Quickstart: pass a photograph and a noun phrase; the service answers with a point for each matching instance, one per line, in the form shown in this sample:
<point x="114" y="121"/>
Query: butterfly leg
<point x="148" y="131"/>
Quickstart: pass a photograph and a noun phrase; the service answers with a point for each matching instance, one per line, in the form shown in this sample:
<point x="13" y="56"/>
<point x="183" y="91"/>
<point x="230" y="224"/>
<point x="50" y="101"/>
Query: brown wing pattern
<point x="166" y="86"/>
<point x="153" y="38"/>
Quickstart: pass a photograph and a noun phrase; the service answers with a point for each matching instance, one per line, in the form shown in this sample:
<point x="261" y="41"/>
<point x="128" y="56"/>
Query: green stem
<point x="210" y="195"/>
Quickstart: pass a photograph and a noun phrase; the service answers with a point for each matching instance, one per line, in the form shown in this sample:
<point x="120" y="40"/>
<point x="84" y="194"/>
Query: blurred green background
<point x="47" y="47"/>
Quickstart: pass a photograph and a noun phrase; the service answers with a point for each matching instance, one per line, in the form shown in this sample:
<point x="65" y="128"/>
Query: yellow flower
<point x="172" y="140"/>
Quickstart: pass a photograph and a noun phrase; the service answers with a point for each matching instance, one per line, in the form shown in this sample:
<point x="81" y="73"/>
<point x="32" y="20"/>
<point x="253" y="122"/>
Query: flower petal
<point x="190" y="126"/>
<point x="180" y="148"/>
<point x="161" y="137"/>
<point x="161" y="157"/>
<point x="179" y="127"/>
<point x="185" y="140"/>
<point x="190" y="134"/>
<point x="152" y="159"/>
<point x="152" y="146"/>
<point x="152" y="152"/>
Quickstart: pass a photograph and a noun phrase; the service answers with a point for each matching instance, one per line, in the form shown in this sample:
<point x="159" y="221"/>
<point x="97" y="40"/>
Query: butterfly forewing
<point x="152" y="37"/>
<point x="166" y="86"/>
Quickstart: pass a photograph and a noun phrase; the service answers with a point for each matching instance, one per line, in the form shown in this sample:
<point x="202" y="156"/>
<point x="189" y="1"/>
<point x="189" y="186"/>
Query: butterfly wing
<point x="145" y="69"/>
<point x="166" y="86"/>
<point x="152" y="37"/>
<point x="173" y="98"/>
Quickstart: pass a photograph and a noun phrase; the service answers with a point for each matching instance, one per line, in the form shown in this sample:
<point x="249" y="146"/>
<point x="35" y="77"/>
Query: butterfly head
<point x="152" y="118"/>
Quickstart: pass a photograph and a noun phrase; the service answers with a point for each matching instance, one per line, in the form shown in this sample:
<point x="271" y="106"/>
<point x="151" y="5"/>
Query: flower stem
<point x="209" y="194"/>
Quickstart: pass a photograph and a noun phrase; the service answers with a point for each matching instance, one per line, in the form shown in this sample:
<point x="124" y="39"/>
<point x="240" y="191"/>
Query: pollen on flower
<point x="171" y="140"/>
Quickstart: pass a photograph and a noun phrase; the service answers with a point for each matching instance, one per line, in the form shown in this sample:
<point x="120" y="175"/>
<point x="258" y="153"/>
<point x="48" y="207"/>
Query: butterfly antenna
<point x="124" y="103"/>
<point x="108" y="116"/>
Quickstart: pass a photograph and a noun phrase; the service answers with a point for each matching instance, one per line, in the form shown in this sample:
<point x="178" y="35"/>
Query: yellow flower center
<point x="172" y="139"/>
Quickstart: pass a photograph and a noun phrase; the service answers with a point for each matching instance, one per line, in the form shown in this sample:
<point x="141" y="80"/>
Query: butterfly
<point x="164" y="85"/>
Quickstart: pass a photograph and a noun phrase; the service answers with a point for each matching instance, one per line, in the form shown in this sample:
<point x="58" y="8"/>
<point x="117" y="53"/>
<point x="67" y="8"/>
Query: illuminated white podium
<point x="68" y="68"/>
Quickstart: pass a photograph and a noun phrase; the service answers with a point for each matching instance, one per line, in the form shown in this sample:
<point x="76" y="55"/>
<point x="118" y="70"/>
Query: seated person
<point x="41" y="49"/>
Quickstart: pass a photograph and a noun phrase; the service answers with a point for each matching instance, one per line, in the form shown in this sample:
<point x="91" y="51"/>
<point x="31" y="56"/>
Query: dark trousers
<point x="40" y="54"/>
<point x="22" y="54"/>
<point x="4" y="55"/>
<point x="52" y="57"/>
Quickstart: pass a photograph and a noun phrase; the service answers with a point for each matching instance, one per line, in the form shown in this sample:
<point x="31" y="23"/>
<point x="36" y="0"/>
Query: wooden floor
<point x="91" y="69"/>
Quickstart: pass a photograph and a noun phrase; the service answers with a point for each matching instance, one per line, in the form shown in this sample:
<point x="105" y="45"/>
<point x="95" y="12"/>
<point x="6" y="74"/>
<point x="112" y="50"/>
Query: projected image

*TASK INSTRUCTIONS*: Extract the full listing above without altering anything.

*REPLY TO THE EXERCISE*:
Quickstart: pass a photograph and a noun phrase; the service answers with a point for each matching instance, one per line, in the form shown in this sample:
<point x="114" y="121"/>
Query: butterfly leg
<point x="148" y="131"/>
Quickstart: pass a photograph and a noun phrase; the service answers with a point for each matching instance, one per line, in the form shown in this sample:
<point x="13" y="56"/>
<point x="183" y="91"/>
<point x="230" y="224"/>
<point x="50" y="101"/>
Query: brown wing pattern
<point x="166" y="86"/>
<point x="153" y="38"/>
Quickstart: pass a photograph and a noun phrase; the service answers with a point for each matching instance, one per line, in the form shown in this sample:
<point x="261" y="41"/>
<point x="128" y="56"/>
Query: green stem
<point x="210" y="195"/>
Quickstart: pass a photograph and a noun phrase; the service answers with a point for each matching instance, one per line, in the form shown in this sample:
<point x="120" y="40"/>
<point x="84" y="194"/>
Query: blurred green background
<point x="47" y="47"/>
Quickstart: pass a photograph and a noun phrase; the service answers with a point for each matching instance, one per line, in the form shown in this sample:
<point x="65" y="128"/>
Query: yellow flower
<point x="172" y="140"/>
Quickstart: pass a photograph and a noun phrase; the service answers with a point for each matching instance, one per line, in the form shown in this sample:
<point x="81" y="73"/>
<point x="32" y="20"/>
<point x="253" y="122"/>
Query: flower petal
<point x="190" y="126"/>
<point x="180" y="148"/>
<point x="161" y="137"/>
<point x="161" y="157"/>
<point x="179" y="127"/>
<point x="185" y="140"/>
<point x="190" y="134"/>
<point x="152" y="159"/>
<point x="152" y="146"/>
<point x="152" y="152"/>
Quickstart: pass a photograph and a noun phrase; the service answers with a point for each matching instance, one per line, in the form shown in this sample:
<point x="159" y="221"/>
<point x="97" y="40"/>
Query: butterfly forewing
<point x="152" y="37"/>
<point x="166" y="86"/>
Quickstart: pass a photograph and a noun phrase; the service answers with a point for each matching instance, one per line, in the form shown in this sample:
<point x="202" y="156"/>
<point x="189" y="1"/>
<point x="189" y="186"/>
Query: butterfly wing
<point x="145" y="69"/>
<point x="166" y="86"/>
<point x="152" y="37"/>
<point x="173" y="98"/>
Quickstart: pass a photograph and a noun phrase; the service answers with a point for each matching instance, one per line, in the form shown in this sample:
<point x="249" y="146"/>
<point x="35" y="77"/>
Query: butterfly head
<point x="152" y="118"/>
Quickstart: pass a photograph and a noun phrase; the service answers with a point for each matching instance, one per line, in the form shown in this sample:
<point x="271" y="106"/>
<point x="151" y="5"/>
Query: flower stem
<point x="209" y="194"/>
Quickstart: pass a photograph and a noun phrase; the service answers with a point for each matching instance, one per line, in the form shown in this sample:
<point x="124" y="39"/>
<point x="240" y="191"/>
Query: pollen on flower
<point x="171" y="140"/>
Quickstart: pass a photograph and a noun phrase; the service answers with a point for each matching instance, one per line, in the form shown in this sample:
<point x="120" y="175"/>
<point x="258" y="153"/>
<point x="48" y="207"/>
Query: butterfly antenna
<point x="124" y="103"/>
<point x="108" y="116"/>
Quickstart: pass a photograph and a noun phrase; the service answers with a point for each matching instance, one per line, in the form shown in this sample:
<point x="178" y="35"/>
Query: yellow flower center
<point x="172" y="139"/>
Quickstart: pass a photograph and a noun phrase; the service answers with a point for each matching instance, one per line, in the form shown in this sample:
<point x="141" y="80"/>
Query: butterfly
<point x="164" y="85"/>
Quickstart: pass a photograph and a noun phrase; the service answers with a point for each matching instance, one per line, in the form shown in this sample:
<point x="58" y="8"/>
<point x="117" y="53"/>
<point x="67" y="8"/>
Query: illuminated white podium
<point x="68" y="68"/>
Quickstart: pass a photograph and a noun phrase; the service answers with a point for each matching instance, one per line, in the form shown in this sample:
<point x="76" y="55"/>
<point x="118" y="70"/>
Query: seated person
<point x="41" y="49"/>
Quickstart: pass a photograph and a noun phrase; the service answers with a point for each matching instance, one per line, in the form shown in this sample:
<point x="91" y="51"/>
<point x="31" y="56"/>
Query: dark trousers
<point x="40" y="54"/>
<point x="22" y="54"/>
<point x="4" y="55"/>
<point x="52" y="57"/>
Quickstart: pass a photograph and a noun phrase; the service answers with a point for each matching instance, one per line, in the form shown in this sample:
<point x="31" y="23"/>
<point x="36" y="0"/>
Query: wooden floor
<point x="91" y="69"/>
Quickstart: pass a photograph and a noun phrase; the service answers with a point for each matching instance, one per line, in the form shown in this sample:
<point x="105" y="45"/>
<point x="95" y="12"/>
<point x="6" y="74"/>
<point x="112" y="50"/>
Query: projected image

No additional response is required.